===== READING PASSAGE

Re: [U-Boot] Bricked when trying to attach UBI

2 Jan 2013

      Luca Ceresoli wrote:
...
Hi,
I'm Cc'ing the linux-mtd list as well as the authors of the Linux
commits cited below.
For these new readers: I reported a problem with U-Boot 2012.04.01 not
being able to attach an UBI partition in NAND, while Linux (2.6.37) can
attach and repair it.
It looks like an U-Boot bug, but I discovered strange things around the
chip->badblockbits variable (in the NAND code) by comparing the
relevant code in U-Boot and Linux.
Sorry for Cc'ing so many people, but following this issue I was lead
from one subsystem to another (and from U-Boot to Linux).
Previous discussion is here:
http://thread.gmane.org/gmane.comp.boot-loaders.u-boot/149624
Luca Ceresoli wrote:
...
Hi Andreas,
Andreas Bießmann wrote:
...
Hi Luca,
On 19.12.2012 16:56, Luca Ceresoli wrote:
...
Hi Andreas,
Andreas Bießmann wrote:
...
...
...
Creating 1 MTD partitions on "nand0":
0x000000100000-0x000010000000 : "mtd=3"
UBI: attaching mtd1 to ubi0
UBI: physical eraseblock size:   131072 bytes (128 KiB)
UBI: logical eraseblock size:    129024 bytes
UBI: smallest flash I/O unit:    2048
UBI: sub-page size:              512
UBI: VID header offset:          512 (aligned 512)
UBI: data offset:                2048
UBI error: ubi_wl_init_scan: no enough physical eraseblocks (0,
need 1)
Now the device is totally blocked, and power cycling does not change
the result.
have you tried to increase the malloc arena in u-boot
(CONIG_SYS_MALLOC_LEN)?
We had errors like this before [1],[2] and [3], maybe others -
apparently with another error message, but please give it a try. We
know
ubi recovery needs some ram and 1MiB may be not enough.
Thanks for your suggestion.
Unfortunately this does not seem to be the cause of my problem: I 
tried
increasing my CONFIG_SYS_MALLOC_LEN in include/configs/dig297.h from
(1024 << 10) to both (1024 << 12) and (1024 << 14), but without any
difference.
Well, ok ... Malloc arena is always my first thought if I read about
problems with ubi in u-boot.
Have you looked up the differences in drivers/mtd/ubi/ in your u-boot
and linux tree? Maybe you can see something obviously different in the
ubi_wl_init_scan()?
I had some days ago, but I double-checked now as you suggested. Indeed
there is an important difference: attach_by_scanning() (build.c) calls
ubi_wl_init_scan() and ubi_eba_init_scan() just like Linux does, but in
a swapped order!

==========

- **GOALS**:
- a) Write out the passage of the U-Boot thread from "It looks like" to "U-Boot to Linux).", word for word.
- b) Answer these questions from the U-Boot thread:
(i) Which U-Boot version could not attach the UBI partition in NAND?
(ii) In which file was CONFIG_SYS_MALLOC_LEN increased?
(iii) Which two functions does attach_by_scanning() call in a swapped order compared with Linux?

===== RECORD EXTRACTS

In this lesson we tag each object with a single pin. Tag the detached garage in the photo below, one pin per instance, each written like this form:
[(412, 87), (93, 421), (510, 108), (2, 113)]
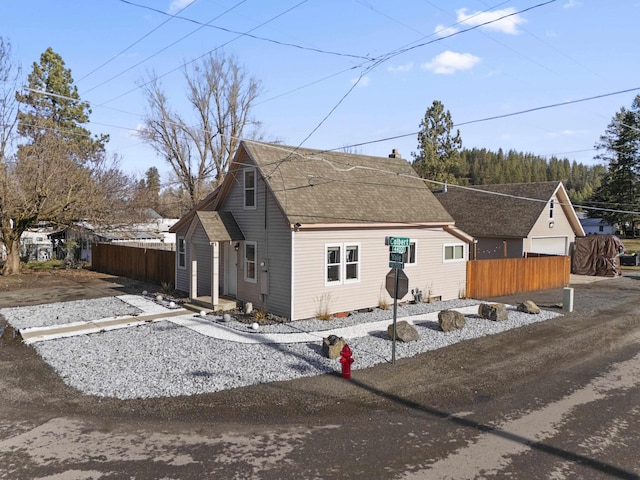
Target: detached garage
[(514, 220), (550, 245)]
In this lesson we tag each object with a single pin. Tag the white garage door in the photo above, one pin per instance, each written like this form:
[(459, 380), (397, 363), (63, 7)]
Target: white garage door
[(549, 245)]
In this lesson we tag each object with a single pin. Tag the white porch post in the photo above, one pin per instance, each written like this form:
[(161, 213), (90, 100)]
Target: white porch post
[(193, 284), (215, 272)]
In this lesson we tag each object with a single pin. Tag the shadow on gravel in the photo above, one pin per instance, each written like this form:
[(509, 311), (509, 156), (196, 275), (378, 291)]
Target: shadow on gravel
[(597, 465)]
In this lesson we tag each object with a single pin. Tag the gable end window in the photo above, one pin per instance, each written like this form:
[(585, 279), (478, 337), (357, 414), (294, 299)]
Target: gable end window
[(342, 263), (453, 253), (249, 188), (182, 253), (250, 255)]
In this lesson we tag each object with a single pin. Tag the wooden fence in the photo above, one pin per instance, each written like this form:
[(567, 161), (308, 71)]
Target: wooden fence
[(146, 264), (506, 276)]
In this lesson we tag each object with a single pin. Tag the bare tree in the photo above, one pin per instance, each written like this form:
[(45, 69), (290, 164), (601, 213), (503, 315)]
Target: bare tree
[(220, 96), (59, 174)]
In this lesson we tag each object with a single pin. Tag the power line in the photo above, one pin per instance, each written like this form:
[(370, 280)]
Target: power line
[(495, 117), (133, 44), (246, 34), (164, 48), (157, 77)]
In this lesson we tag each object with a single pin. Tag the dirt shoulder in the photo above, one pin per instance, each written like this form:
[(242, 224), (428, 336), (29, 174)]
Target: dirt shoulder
[(605, 317)]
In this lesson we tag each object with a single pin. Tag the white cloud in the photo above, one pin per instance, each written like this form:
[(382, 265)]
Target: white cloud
[(401, 68), (177, 5), (443, 31), (362, 81), (450, 62), (572, 3), (506, 25)]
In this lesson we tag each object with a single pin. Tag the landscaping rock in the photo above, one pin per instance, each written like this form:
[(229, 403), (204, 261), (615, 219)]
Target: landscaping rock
[(450, 320), (528, 306), (493, 311), (405, 332), (332, 346)]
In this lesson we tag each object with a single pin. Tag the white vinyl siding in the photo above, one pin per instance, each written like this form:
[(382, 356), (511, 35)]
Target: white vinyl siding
[(551, 237), (312, 294)]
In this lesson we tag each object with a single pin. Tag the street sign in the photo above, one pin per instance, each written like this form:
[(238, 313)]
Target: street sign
[(403, 283), (396, 257)]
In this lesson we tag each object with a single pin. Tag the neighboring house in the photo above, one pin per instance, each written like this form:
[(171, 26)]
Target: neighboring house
[(36, 244), (597, 226), (154, 233), (301, 233), (514, 220)]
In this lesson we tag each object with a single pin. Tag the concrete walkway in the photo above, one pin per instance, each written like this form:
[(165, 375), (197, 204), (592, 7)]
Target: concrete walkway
[(154, 312)]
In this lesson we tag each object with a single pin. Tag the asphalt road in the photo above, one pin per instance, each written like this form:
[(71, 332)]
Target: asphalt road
[(556, 400)]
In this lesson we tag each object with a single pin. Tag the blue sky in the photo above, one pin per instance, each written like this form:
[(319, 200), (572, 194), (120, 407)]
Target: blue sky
[(561, 51)]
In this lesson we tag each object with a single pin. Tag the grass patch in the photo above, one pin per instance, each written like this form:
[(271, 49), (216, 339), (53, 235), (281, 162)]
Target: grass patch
[(46, 265)]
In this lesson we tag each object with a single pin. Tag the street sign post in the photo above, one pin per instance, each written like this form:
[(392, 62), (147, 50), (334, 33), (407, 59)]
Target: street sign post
[(396, 257), (397, 284)]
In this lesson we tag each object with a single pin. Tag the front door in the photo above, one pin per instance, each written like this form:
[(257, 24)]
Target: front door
[(230, 269)]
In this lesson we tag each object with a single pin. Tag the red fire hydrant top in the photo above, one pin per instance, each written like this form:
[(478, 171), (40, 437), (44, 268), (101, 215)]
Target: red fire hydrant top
[(346, 360)]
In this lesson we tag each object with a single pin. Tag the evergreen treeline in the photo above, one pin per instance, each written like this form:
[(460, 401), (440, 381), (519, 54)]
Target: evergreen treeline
[(479, 166)]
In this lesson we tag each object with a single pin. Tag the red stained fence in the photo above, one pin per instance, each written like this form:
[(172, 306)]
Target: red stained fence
[(506, 276), (145, 264)]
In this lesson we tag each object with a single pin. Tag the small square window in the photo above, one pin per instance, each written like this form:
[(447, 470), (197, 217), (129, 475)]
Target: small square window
[(250, 188), (182, 253), (453, 252)]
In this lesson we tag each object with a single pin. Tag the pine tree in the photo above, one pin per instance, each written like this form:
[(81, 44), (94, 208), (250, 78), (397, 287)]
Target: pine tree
[(438, 156), (620, 149)]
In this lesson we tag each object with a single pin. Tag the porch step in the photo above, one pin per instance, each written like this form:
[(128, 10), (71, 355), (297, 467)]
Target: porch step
[(201, 304)]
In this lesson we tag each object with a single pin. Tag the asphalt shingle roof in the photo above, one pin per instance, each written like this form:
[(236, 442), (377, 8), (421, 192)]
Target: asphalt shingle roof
[(483, 214), (315, 186)]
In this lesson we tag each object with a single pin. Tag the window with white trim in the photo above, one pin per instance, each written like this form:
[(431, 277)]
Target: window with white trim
[(453, 252), (182, 253), (352, 263), (250, 255), (342, 263), (249, 188)]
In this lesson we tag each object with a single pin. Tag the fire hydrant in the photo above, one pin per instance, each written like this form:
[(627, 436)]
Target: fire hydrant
[(346, 361)]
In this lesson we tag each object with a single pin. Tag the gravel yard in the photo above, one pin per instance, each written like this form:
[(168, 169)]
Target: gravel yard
[(162, 359)]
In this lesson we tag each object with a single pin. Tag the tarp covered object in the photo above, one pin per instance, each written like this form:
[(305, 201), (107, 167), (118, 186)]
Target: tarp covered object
[(597, 255)]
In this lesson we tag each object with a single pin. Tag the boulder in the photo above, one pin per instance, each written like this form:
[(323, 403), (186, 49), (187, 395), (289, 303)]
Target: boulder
[(332, 346), (493, 311), (450, 320), (528, 307), (405, 332)]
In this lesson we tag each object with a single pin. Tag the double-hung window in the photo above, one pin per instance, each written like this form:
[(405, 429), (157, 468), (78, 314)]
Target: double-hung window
[(249, 188), (182, 253), (250, 255), (453, 252), (342, 263)]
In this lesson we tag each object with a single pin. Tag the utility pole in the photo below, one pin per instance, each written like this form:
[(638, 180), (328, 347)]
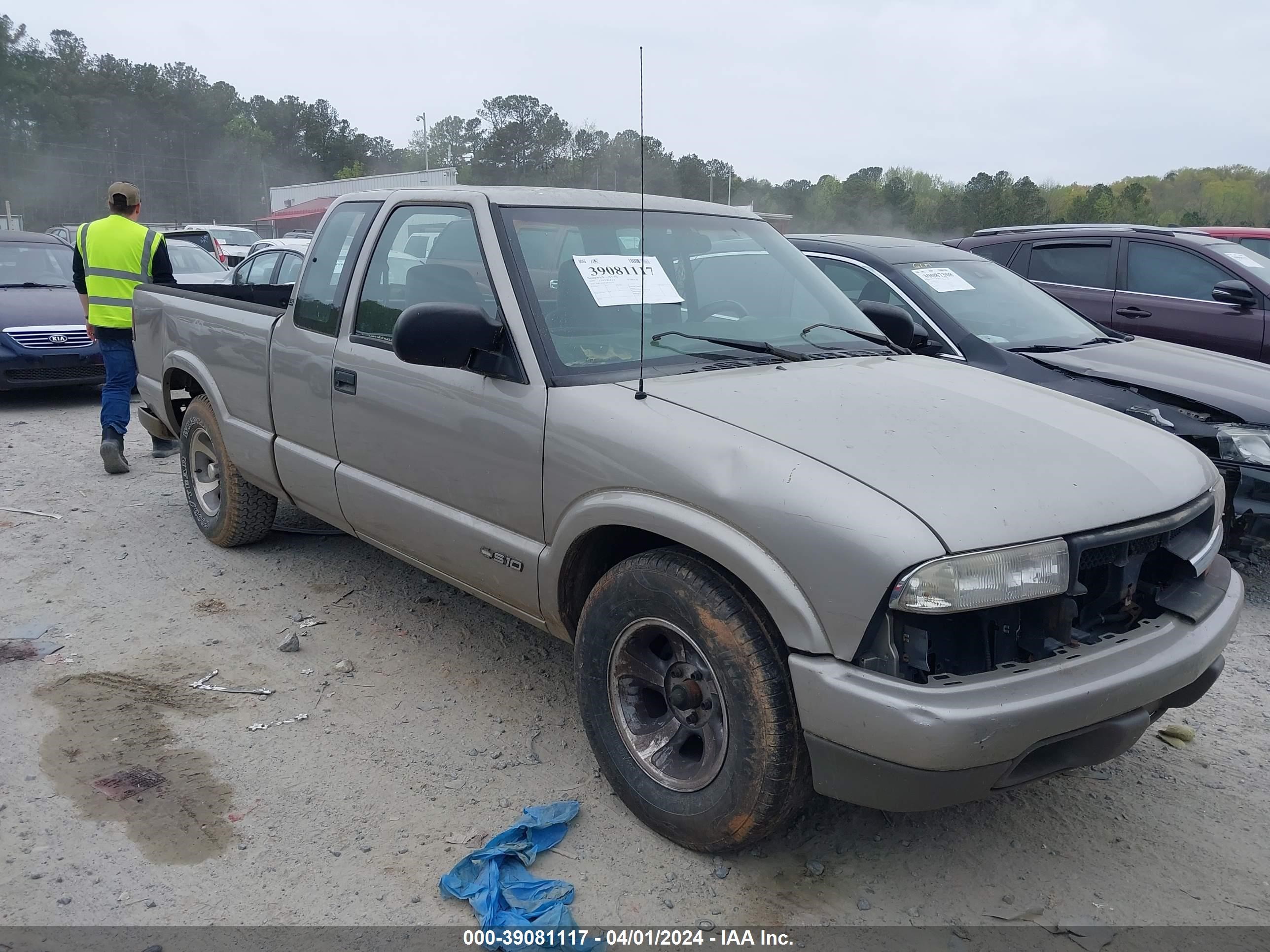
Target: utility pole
[(423, 118), (184, 160)]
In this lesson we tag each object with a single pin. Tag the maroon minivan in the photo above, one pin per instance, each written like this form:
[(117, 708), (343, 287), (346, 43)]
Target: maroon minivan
[(1174, 285)]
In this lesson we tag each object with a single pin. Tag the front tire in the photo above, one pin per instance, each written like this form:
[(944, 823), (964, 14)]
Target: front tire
[(687, 702), (229, 510)]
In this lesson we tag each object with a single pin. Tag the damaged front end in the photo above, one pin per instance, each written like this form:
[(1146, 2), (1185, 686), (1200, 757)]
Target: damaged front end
[(1010, 609), (1238, 450)]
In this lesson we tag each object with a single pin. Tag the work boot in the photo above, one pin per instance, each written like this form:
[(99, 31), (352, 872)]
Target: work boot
[(112, 451), (159, 448)]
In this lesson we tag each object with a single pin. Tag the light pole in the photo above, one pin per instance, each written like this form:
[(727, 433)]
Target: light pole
[(423, 118)]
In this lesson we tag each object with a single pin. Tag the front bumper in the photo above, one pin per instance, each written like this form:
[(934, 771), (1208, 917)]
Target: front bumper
[(892, 744), (22, 369)]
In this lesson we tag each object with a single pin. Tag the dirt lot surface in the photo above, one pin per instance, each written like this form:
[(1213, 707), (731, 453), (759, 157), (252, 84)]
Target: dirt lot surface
[(454, 719)]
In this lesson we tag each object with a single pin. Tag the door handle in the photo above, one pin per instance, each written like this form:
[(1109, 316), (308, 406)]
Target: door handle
[(1132, 312), (346, 381)]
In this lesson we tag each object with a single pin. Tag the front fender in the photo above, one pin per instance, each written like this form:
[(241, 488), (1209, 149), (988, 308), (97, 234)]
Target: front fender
[(706, 534)]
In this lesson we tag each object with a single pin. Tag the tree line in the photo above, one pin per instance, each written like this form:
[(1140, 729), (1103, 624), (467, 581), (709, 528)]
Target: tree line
[(71, 121)]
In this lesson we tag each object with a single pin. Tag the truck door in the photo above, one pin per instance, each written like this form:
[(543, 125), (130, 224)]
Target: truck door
[(300, 365), (1167, 294), (1079, 272), (441, 466)]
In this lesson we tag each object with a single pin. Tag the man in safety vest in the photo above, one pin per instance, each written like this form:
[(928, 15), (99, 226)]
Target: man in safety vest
[(112, 257)]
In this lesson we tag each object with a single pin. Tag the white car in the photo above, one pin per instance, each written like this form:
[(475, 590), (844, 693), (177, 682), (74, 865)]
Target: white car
[(299, 244), (235, 241)]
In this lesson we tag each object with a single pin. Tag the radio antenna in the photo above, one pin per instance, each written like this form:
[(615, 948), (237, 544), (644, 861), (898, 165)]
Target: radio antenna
[(643, 258)]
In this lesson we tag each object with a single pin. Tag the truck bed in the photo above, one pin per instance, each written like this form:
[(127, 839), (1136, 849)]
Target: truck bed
[(220, 333)]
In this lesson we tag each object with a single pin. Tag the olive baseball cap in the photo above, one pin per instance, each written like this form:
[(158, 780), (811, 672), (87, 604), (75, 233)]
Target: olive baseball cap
[(130, 192)]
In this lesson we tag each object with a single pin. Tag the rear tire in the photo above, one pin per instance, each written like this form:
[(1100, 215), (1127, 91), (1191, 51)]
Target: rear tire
[(711, 757), (229, 510)]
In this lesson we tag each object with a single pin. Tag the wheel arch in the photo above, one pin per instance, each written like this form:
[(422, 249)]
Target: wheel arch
[(249, 446), (184, 371), (603, 528)]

==========

- **RESULTS IN ORDER**:
- a)
It looks like an U-Boot bug, but I discovered strange things around the
chip->badblockbits variable (in the NAND code) by comparing the
relevant code in U-Boot and Linux.
Sorry for Cc'ing so many people, but following this issue I was lead
from one subsystem to another (and from U-Boot to Linux).

- b)
(i) U-Boot 2012.04.01
(ii) include/configs/dig297.h
(iii) ubi_wl_init_scan() and ubi_eba_init_scan()